**Assignment:**
Translate into Spanish this sentence from the text below on interpreting posterior probabilities: "This is a preliminary analysis, upon which you could decide to further investigate the case, using now experimental methods, but this requires you to invest time and money."

**Given text:**
_ _ _ _ _ _ _
Monday, December 30, 2013

How to interpret posterior probabilities?

What does it mean, for instance, to report a posterior probability (pp) of 0.87 for the monophyly of a given group of species (say Archaea)? Intuitively, a stronger support than 0.82 and a weaker support than 0.95. But what does this "0.87" mean in the absolute? 

How to interpret a 95% credible interval of, say, 90 to 110 Myr for the age of the last common ancestor of placental mammals ? 

The subjective Bayes answer is that subjective probabilities make sense only if associated with utilities. In the rather asbtract situation of phylogenetic inference, utilities are difficult to define. Strictly speaking, a pp of 0.87 for the monophyly of Archaea would mean, for instance, that you are ready to bet up to 87 euros, given that you will earn 100 euros if Archaea turn out to be monophyletic and 0 otherwise. But this interpretation sounds a bit silly.

Another possible way to grasp the meaning of subjective probabilities is to imagine other less abstract situations to get a feeling of what they mean in these new contexts and then transfer your perception of the implied weight of evidence back into the initial context. A pp of 0.87 should be interpreted as a similar strength of support in any situation, a pp of 0.87 for the monophyly of Archaea means the same strength of support as a pp of 0.87 in favor of the monophyly of a completely different group in a completely unrelated study (say, mammals), or even, as a pp of 0.87 in the favor of the presence of positive selection in a given gene, or as a pp of 0.87 that a given gene is associated with hypertension in a genome-wide association study.

So, then, let us suppose that you make a Bayesian statistical analysis to assess whether a given gene is associated with hypertension. This is a preliminary analysis, upon which you could decide to further investigate the case, using now experimental methods, but this requires you to invest time and money. If you estimate that your loss if you investigate the gene but then it turns out that the gene is not associated with hypertension is about 10 times greater than your loss if you don't investigate but then miss an important gene that turns out to be associated with hypertension, then, rationally, you should further investigate only if the posterior odds are 10:1 (or equivalently, pp = 0.91). A posterior probability of 0.99 would mean that you should basically consider a false positive at least 99 times more expensive than a false negative, etc.

By considering such hypothetical cases (and, I guess, ideally, by practising Bayesian decision making in real life), you progressively calibrate your mind to Bayesian probabilities (and utilities).
_ _ _ _ _ _ _
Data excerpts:

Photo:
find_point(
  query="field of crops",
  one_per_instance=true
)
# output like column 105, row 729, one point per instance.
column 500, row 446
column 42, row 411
_ _ _ _ _ _ _
**Completed exercise:**
Se trata de un análisis preliminar, a partir del cual usted podría decidir investigar más a fondo el caso, utilizando ahora métodos experimentales, pero esto requiere que invierta tiempo y dinero.